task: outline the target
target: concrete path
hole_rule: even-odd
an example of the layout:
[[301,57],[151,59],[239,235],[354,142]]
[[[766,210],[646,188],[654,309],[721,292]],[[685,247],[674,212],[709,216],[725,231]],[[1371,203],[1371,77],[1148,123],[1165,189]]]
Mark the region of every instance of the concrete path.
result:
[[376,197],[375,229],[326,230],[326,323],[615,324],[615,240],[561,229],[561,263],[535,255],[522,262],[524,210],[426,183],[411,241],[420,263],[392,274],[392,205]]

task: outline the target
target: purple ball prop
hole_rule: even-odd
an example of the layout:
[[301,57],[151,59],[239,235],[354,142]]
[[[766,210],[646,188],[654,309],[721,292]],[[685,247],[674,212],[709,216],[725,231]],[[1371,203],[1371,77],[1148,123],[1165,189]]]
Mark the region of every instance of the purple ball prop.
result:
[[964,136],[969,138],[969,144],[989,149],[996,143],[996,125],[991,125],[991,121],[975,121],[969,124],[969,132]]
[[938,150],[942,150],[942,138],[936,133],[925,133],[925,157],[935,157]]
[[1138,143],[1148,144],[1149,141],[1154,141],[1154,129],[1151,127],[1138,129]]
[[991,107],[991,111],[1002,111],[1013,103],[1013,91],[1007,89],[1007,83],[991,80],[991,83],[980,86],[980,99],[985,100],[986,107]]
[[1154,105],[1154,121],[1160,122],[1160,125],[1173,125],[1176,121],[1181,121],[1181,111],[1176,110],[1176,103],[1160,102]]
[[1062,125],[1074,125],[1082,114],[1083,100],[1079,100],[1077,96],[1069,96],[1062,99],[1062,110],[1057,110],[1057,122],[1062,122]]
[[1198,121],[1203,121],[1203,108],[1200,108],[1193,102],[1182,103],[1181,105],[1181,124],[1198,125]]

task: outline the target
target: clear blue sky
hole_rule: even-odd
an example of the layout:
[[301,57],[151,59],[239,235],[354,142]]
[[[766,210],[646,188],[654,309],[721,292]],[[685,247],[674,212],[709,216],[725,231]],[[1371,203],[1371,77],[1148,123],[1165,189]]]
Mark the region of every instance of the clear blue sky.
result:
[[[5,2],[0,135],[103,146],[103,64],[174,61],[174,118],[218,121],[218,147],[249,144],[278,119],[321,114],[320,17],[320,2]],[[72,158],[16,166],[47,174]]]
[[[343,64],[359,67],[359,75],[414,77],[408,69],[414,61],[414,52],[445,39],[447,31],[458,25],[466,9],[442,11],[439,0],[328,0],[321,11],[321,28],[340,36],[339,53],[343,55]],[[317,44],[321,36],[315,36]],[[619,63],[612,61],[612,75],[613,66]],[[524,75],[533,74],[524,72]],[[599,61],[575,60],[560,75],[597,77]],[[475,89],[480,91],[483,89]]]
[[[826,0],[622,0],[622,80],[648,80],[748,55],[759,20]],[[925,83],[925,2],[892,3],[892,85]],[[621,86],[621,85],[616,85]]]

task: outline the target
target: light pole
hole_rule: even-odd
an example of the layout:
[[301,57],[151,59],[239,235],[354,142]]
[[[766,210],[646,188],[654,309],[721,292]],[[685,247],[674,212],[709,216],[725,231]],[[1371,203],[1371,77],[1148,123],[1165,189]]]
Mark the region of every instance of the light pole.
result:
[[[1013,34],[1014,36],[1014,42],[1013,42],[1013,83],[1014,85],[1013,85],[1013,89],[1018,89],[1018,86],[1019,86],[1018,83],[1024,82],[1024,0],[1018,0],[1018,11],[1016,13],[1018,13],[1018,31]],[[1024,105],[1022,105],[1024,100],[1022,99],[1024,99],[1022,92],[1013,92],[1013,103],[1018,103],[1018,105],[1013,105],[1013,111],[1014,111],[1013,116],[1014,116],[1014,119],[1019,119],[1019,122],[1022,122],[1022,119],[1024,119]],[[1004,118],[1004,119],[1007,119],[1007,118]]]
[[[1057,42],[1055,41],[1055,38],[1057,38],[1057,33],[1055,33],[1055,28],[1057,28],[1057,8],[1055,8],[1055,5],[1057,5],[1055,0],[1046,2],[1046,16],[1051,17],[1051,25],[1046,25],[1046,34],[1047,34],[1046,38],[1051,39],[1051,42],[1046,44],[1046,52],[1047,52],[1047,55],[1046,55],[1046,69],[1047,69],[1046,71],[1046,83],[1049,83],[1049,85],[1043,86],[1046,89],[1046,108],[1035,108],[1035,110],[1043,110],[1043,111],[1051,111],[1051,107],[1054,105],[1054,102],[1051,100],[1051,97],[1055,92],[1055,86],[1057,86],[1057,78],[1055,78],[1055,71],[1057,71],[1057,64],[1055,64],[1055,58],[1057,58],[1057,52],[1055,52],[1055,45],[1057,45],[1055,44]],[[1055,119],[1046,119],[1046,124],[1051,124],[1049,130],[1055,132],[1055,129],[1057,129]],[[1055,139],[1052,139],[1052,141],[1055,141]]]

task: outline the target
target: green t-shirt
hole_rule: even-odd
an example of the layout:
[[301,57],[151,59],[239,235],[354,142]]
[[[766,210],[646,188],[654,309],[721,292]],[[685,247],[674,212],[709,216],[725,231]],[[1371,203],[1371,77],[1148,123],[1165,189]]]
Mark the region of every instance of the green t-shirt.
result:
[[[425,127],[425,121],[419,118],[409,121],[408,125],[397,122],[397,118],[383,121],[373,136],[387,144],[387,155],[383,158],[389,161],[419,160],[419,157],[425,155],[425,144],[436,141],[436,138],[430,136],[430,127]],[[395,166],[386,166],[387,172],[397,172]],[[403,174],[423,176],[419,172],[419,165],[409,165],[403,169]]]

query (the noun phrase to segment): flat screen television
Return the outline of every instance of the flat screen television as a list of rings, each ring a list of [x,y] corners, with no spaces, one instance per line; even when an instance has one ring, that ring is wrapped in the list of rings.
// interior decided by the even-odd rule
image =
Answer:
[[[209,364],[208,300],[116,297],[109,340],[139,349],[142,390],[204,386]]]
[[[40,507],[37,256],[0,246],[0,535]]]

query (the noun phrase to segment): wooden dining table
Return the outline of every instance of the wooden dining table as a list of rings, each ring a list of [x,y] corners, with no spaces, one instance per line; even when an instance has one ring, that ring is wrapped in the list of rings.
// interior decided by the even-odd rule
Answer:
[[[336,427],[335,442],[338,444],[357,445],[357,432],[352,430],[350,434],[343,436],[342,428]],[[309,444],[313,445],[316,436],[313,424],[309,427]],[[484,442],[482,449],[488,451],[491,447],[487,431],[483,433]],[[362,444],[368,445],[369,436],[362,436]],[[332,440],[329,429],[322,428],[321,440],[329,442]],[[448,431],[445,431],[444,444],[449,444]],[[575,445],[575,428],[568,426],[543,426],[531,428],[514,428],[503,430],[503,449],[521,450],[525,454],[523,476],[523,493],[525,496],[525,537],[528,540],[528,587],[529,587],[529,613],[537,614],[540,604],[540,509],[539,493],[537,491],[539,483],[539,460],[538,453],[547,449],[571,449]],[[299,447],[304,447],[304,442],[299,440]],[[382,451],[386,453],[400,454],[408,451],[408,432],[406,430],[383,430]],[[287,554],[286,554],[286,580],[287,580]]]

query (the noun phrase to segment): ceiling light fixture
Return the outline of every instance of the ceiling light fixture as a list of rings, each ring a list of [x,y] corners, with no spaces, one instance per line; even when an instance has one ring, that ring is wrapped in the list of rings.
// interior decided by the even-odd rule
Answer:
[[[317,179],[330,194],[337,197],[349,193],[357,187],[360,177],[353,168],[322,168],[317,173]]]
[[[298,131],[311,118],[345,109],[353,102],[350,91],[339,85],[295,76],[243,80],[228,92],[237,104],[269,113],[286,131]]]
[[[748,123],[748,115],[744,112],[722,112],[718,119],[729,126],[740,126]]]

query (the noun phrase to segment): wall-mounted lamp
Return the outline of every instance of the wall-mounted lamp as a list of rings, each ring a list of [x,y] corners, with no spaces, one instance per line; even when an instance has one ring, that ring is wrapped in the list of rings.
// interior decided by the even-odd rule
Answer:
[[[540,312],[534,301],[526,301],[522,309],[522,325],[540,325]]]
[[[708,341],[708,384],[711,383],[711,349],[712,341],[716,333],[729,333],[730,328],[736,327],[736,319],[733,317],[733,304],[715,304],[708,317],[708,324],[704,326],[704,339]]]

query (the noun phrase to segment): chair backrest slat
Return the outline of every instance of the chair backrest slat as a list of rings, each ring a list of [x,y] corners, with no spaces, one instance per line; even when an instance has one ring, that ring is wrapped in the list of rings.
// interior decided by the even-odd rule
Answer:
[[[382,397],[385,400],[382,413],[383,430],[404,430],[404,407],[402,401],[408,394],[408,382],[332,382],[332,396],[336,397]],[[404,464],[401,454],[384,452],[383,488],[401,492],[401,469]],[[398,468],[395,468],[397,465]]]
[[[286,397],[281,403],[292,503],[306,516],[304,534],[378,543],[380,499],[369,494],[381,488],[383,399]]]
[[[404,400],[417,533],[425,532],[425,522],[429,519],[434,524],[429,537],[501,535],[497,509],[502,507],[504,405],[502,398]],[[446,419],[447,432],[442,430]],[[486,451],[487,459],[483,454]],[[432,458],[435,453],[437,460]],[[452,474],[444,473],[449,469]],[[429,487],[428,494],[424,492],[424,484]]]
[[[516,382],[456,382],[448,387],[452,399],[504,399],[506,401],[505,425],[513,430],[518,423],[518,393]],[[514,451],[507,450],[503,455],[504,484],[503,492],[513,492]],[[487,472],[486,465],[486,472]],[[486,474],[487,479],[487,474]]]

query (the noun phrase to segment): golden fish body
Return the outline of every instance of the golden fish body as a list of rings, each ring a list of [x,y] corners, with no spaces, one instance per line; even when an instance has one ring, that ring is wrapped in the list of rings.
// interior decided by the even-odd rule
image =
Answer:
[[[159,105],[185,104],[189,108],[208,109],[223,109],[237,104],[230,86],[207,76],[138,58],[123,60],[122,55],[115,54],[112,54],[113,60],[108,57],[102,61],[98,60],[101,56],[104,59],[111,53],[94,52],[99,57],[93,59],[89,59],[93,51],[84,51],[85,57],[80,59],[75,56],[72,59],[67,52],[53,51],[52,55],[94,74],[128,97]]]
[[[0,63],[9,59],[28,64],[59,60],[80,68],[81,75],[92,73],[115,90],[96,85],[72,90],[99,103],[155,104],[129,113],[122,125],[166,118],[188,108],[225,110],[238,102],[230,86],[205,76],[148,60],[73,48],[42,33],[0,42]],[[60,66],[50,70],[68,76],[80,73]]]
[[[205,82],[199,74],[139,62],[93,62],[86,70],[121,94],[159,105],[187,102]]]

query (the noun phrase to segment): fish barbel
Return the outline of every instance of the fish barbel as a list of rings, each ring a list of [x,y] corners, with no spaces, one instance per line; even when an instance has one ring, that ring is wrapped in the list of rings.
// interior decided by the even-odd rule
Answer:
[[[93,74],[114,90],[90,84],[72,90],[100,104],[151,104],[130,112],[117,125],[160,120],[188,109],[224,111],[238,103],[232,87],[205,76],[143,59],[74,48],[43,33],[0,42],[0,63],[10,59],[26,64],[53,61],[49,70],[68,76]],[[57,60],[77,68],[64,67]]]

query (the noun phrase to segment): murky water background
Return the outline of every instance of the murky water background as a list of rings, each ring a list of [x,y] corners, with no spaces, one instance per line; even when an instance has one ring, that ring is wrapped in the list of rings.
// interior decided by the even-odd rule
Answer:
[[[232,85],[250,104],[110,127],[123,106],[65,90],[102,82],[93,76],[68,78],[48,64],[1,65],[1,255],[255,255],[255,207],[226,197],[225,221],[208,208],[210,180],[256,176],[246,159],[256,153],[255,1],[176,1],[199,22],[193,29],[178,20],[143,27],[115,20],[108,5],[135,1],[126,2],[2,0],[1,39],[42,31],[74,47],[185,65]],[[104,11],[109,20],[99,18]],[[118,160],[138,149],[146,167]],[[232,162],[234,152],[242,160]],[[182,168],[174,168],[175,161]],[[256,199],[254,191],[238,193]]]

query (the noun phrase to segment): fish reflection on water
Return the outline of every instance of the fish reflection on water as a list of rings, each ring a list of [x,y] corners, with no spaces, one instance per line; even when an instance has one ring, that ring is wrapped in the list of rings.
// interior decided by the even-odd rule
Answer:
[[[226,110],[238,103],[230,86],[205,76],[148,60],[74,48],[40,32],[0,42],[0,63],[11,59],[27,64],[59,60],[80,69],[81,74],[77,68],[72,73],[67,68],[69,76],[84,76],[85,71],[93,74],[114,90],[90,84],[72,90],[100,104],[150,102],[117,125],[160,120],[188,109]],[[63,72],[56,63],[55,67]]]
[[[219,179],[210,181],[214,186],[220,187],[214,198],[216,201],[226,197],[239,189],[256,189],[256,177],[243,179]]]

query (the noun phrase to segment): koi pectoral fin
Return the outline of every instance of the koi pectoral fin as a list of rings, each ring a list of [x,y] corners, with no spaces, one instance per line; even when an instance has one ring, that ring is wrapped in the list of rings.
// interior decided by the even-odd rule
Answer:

------------------------

* **Task instructions**
Set out exactly the run of lines that begins at the line holding "query (the noun phrase to segment): koi" and ends at the last line of the data.

* **Solved exercise**
query (the noun phrase to segment): koi pectoral fin
Return the outline of every instance of the koi pectoral fin as a list of rings, each ring a list of [x,y] corners, with no spaces, one instance per line; even when an instance has one ring, that ring is wrapped in the list of rings.
// interior decided by the even-odd rule
Answer:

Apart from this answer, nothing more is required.